Les faibles taux d'intérêt et une croissance en demi-teinte favorisent l'apparition de risques

La Deutsche Bundesbank considère que la persistance des taux d'intérêt bas et la croissance modérée de l'économie mondiale sont susceptibles de menacer la stabilité financière. C'est ce qui ressort du Rapport sur la stabilité financière 2016 que la vice-présidente de la Bundesbank, Claudia Buch, et Andreas Dombret, membre du Directoire, ont présenté dans le cadre d'une conférence de presse tenue à Francfort-sur-le-Main.

Un secteur financier résistant

"Dans l'environnement macroéconomique actuel, il existe un danger que les acteurs du marché sous-estiment les risques et ne tiennent pas dûment compte du fait que les prix de l’immobilier peuvent baisser et les taux d’intérêt augmenter", a estimé Mme Buch. "Il est donc d'autant plus important que les acteurs du marché veillent lors de l'élaboration d'un contrat à ce que ce dernier soit approprié et qu'ils disposent de suffisamment de réserves pour pouvoir également faire face à des pertes dues à des évolutions imprévues", a souligné Mme Buch.

Les risques pouvant émaner d'une hausse du niveau des taux d'intérêt augmentent notamment pour les banques et les assureurs-vie, estiment les experts de la Bundesbank. Selon Mme Buch, une base de fonds propres suffisante constitue par conséquent une condition pour que les marchés financiers puissent assumer leur rôle au profit de l'économie réelle et contribuer à sa dynamique. "Du point de vue de la stabilité financière, il convient de constituer suffisamment de réserves pour pouvoir également absorber des pertes dues à des développements imprévus", a indiqué Mme Buch. "Plus ces réserves sont importantes, plus les effets de contagion et les mécanismes autonomes qui se mettent en place en cas d'événement imprévu sont faibles", a-t-elle affirmé. Elle ne considère pas que cela représente une charge pour les établissements financiers et l'économie. "Les banques disposant d'un meilleur niveau de capitalisation sont plus compétitives et octroient, en tendance, davantage de crédits", a déclaré la vice-présidente de la Bundesbank.

■ TÂCHE DONNÉE 1 ■
Relève tous les noms propres (personnes, institutions, lieux, publications) qui figurent dans le texte sur la stabilité financière.

■ LIGNES ■
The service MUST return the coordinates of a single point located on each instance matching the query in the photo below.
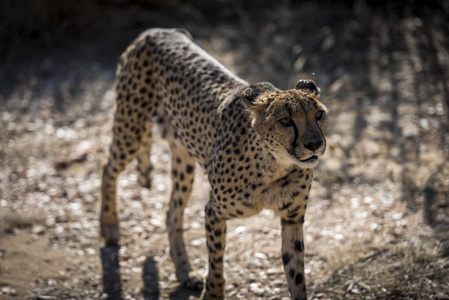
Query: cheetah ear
(249, 96)
(308, 86)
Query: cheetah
(257, 144)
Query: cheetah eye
(287, 122)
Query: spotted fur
(257, 144)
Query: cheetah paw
(194, 281)
(110, 234)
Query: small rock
(38, 229)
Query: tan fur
(257, 144)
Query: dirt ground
(377, 226)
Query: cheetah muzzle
(257, 144)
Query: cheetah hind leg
(144, 165)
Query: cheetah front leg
(293, 258)
(216, 243)
(183, 173)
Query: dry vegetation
(378, 222)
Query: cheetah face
(290, 122)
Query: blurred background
(378, 221)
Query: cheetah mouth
(310, 159)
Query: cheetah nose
(313, 144)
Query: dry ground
(378, 221)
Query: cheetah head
(290, 122)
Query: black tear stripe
(295, 140)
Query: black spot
(299, 278)
(299, 246)
(292, 273)
(286, 258)
(189, 169)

■ TÂCHE DONNÉE 2 ■
Mets en forme de liste JSON de chaînes, une chaîne par ligne et sans lignes vides, les lignes des enregistrements qui commencent à celle contenant « Query: tan fur » et vont jusqu'à la fin des enregistrements.

■ RÉPONSE ATTENDUE 1 ■
Deutsche Bundesbank
Rapport sur la stabilité financière 2016
Claudia Buch
Andreas Dombret
Francfort-sur-le-Main

■ RÉPONSE ATTENDUE 2 ■
[
  "Query: tan fur",
  "(257, 144)",
  "Query: dirt ground",
  "(377, 226)",
  "Query: cheetah muzzle",
  "(257, 144)",
  "Query: cheetah hind leg",
  "(144, 165)",
  "Query: cheetah front leg",
  "(293, 258)",
  "(216, 243)",
  "(183, 173)",
  "Query: dry vegetation",
  "(378, 222)",
  "Query: cheetah face",
  "(290, 122)",
  "Query: blurred background",
  "(378, 221)",
  "Query: cheetah mouth",
  "(310, 159)",
  "Query: cheetah nose",
  "(313, 144)",
  "Query: dry ground",
  "(378, 221)",
  "Query: cheetah head",
  "(290, 122)",
  "Query: black tear stripe",
  "(295, 140)",
  "Query: black spot",
  "(299, 278)",
  "(299, 246)",
  "(292, 273)",
  "(286, 258)",
  "(189, 169)"
]